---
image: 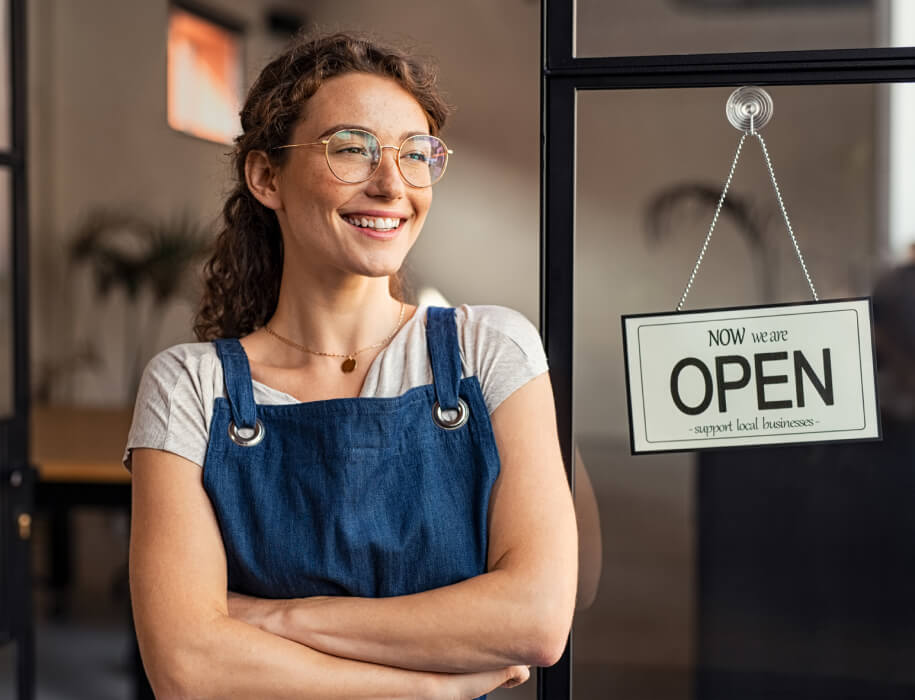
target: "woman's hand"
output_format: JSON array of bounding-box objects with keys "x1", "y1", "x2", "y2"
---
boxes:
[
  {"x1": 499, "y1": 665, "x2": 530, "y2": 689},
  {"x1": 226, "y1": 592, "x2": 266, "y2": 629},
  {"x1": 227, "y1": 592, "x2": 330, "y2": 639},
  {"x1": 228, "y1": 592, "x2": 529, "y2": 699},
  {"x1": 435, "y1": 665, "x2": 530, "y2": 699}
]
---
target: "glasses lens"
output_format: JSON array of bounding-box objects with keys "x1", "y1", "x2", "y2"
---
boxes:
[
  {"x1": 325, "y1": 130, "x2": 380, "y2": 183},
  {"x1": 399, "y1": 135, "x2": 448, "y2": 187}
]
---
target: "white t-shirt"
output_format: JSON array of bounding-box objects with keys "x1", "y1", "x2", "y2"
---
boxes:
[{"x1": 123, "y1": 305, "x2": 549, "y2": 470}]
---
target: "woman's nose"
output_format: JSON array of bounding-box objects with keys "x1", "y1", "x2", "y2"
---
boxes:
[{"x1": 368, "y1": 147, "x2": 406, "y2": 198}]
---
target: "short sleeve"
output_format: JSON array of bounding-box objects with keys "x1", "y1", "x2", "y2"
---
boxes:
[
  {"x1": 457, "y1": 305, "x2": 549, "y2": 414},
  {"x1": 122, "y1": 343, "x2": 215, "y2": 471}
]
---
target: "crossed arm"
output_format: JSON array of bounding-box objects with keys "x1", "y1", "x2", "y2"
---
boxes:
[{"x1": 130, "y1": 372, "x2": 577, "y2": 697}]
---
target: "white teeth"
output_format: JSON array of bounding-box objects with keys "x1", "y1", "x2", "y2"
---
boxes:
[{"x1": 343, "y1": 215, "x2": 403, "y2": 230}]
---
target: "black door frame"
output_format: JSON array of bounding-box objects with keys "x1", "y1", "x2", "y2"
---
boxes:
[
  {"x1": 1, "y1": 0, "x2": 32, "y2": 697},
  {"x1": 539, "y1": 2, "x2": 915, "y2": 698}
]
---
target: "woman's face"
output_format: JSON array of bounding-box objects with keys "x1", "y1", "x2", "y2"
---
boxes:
══════════════════════════════
Within the material, find all lines that hold the word "white" and show them.

Answer section:
target: "white t-shirt"
target: "white teeth"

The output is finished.